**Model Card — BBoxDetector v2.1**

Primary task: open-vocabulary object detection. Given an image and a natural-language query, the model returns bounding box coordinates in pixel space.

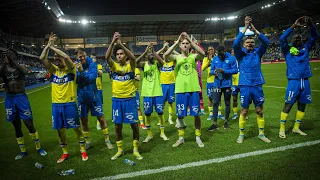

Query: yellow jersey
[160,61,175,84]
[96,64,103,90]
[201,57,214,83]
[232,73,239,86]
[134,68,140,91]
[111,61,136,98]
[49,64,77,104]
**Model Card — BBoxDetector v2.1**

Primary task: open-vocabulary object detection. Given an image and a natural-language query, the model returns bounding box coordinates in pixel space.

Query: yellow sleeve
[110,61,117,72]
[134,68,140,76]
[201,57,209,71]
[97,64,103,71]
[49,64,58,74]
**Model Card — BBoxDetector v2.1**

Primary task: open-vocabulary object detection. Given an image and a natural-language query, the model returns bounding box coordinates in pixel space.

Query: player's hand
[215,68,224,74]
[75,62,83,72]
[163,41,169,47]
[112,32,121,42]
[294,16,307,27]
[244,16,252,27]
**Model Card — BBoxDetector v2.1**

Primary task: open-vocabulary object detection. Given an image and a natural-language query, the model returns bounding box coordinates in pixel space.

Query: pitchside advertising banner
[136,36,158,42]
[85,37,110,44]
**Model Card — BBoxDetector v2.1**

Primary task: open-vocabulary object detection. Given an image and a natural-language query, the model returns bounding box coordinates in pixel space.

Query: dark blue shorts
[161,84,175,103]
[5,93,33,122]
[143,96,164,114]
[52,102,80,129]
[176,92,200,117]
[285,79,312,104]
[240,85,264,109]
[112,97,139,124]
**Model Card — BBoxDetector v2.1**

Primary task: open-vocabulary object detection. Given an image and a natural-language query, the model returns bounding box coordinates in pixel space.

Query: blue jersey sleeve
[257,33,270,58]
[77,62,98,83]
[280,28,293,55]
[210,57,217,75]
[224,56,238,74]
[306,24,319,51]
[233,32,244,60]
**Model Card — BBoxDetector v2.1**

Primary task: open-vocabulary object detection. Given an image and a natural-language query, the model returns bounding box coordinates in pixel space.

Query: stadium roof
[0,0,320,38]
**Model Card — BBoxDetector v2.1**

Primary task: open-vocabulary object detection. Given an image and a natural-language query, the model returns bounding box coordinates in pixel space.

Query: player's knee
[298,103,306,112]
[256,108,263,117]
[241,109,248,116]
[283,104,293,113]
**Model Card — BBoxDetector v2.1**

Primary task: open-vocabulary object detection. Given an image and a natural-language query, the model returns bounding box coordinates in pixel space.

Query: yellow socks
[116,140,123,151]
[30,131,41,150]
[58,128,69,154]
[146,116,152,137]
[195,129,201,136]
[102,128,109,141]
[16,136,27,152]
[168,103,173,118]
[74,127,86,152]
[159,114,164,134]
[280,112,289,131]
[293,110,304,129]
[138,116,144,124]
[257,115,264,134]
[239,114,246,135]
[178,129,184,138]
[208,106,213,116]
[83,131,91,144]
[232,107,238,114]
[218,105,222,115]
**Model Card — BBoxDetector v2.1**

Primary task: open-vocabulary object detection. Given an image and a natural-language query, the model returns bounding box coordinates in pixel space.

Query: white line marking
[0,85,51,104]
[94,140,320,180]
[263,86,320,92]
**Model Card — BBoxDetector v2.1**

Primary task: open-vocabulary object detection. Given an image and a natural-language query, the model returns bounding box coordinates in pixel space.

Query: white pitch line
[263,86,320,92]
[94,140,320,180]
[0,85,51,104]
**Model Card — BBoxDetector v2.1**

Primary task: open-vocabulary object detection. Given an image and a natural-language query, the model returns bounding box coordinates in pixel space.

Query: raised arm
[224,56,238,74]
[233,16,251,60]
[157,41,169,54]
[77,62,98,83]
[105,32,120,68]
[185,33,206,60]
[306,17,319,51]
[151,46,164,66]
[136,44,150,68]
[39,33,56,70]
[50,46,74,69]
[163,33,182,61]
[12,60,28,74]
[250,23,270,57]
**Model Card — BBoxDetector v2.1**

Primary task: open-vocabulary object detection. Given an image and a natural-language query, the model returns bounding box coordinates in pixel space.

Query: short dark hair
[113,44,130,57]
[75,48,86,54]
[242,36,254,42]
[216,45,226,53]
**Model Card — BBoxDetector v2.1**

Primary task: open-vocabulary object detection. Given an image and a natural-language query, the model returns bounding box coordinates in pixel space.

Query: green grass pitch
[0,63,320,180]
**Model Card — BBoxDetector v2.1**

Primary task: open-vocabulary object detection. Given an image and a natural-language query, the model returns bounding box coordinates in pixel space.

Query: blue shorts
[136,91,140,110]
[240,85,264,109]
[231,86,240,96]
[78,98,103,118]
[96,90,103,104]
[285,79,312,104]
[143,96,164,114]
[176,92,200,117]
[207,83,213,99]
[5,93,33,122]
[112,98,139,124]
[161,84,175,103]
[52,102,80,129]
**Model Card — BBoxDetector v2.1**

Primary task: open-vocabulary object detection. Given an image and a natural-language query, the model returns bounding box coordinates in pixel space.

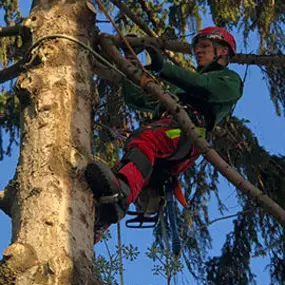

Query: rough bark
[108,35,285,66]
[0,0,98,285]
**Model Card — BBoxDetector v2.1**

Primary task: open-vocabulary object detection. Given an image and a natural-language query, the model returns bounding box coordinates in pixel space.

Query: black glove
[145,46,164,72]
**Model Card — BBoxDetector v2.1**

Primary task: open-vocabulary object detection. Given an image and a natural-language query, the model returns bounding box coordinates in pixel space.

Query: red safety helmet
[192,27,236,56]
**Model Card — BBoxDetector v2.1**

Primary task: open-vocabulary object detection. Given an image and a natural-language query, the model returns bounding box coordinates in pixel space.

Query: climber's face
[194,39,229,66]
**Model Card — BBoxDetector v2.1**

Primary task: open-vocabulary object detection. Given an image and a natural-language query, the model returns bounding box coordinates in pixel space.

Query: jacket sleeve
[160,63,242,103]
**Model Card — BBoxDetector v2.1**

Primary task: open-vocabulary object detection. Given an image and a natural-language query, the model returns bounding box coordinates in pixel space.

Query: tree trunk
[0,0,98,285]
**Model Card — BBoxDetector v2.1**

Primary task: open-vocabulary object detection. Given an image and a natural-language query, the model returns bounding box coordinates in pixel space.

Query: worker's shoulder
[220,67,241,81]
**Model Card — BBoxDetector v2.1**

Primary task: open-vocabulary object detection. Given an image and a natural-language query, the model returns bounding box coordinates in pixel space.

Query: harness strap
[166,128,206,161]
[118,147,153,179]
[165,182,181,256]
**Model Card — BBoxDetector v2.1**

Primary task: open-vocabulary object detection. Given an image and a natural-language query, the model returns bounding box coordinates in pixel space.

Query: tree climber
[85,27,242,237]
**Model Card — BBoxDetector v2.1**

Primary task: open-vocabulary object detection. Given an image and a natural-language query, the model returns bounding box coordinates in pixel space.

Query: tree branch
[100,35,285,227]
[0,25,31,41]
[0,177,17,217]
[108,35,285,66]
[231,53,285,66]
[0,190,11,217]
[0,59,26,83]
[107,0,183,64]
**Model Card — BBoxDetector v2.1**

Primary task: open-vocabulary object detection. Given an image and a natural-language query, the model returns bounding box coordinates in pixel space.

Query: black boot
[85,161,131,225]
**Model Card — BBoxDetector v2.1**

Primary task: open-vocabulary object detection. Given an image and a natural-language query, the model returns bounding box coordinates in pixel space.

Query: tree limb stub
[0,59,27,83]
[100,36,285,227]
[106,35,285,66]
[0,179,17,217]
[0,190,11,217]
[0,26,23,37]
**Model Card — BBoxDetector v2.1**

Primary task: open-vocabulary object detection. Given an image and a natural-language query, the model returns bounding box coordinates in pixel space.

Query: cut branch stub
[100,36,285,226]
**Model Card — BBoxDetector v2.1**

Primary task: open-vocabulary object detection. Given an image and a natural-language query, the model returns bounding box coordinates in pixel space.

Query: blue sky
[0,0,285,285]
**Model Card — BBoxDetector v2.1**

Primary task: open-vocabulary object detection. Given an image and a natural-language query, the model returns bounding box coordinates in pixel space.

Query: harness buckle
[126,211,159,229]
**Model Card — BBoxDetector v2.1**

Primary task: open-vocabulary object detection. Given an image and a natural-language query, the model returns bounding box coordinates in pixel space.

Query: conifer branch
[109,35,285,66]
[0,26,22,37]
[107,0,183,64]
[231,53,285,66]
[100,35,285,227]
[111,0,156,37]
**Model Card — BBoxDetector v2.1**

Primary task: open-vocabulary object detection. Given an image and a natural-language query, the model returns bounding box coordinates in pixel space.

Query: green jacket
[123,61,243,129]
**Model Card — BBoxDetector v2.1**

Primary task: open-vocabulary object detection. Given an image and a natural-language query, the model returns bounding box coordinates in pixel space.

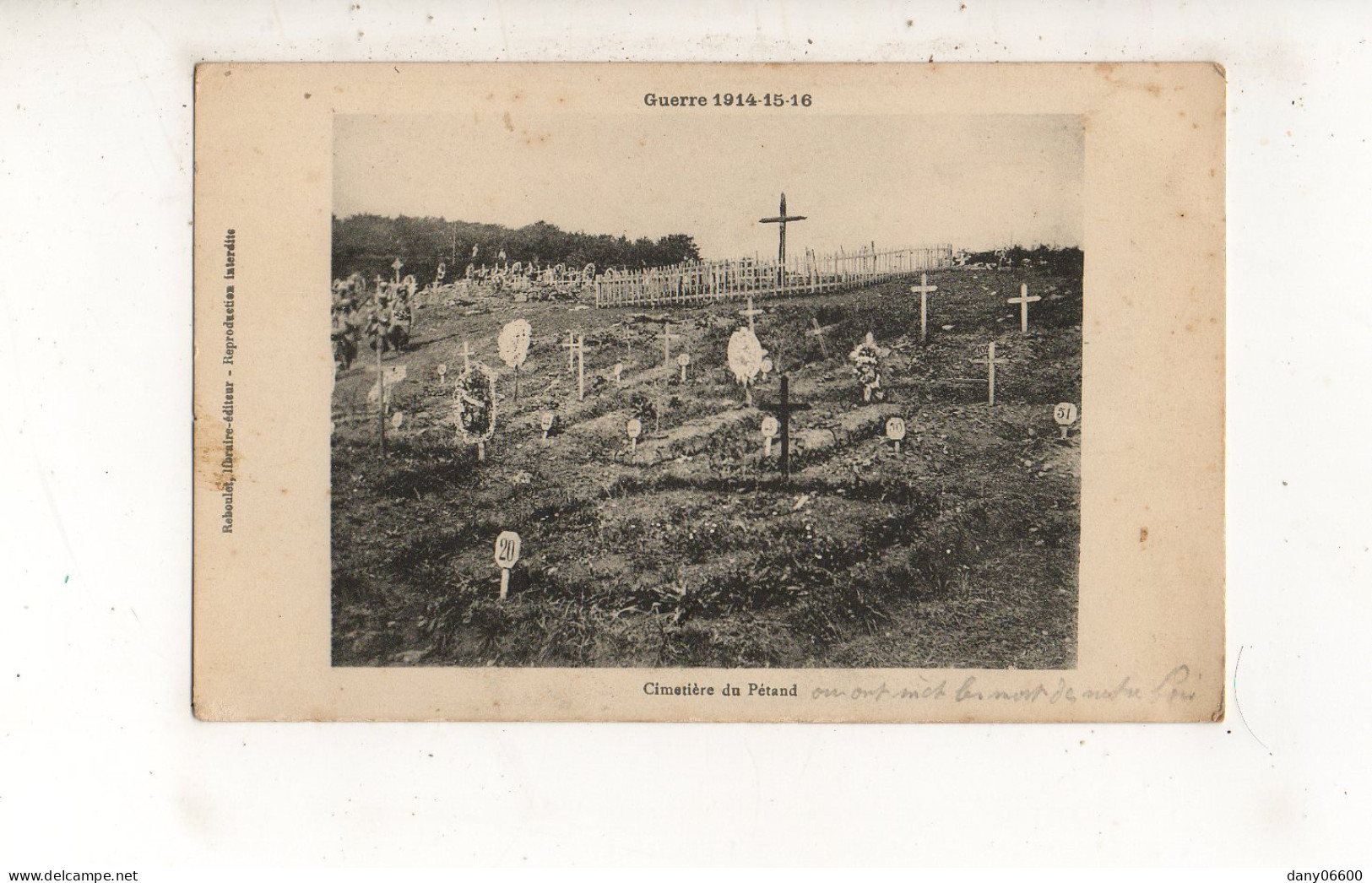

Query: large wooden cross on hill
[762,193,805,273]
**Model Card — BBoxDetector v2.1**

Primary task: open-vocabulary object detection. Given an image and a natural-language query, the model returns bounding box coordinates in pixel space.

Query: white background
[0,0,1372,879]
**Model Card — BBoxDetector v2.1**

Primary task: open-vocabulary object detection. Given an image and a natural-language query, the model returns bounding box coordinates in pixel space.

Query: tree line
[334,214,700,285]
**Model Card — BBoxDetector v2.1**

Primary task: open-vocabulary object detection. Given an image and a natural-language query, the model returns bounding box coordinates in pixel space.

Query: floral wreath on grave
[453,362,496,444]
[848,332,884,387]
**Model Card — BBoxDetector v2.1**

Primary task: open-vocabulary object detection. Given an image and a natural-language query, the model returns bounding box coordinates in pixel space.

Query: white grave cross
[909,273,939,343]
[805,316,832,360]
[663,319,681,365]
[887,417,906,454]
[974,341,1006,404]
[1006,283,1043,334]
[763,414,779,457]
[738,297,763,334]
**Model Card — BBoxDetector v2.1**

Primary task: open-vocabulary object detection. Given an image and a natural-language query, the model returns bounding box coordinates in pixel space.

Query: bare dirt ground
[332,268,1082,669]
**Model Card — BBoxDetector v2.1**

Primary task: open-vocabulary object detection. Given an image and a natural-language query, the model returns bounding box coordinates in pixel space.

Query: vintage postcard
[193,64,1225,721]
* * * * * * *
Given exercise:
Reproduce the records starting at the very first line and ending at the line containing "[49,64,77,104]", both included, and leave the pictures out.

Full response:
**Model Card — BBoxDetector v2.1**

Primary task: open-vocabulary object detection. Given an image and a natural-language query, the model returns bounding box coordinates in pixel space.


Query: yellow jersey
[160,61,175,84]
[96,64,103,90]
[201,57,214,83]
[232,73,239,86]
[134,68,140,91]
[111,61,136,98]
[49,64,77,104]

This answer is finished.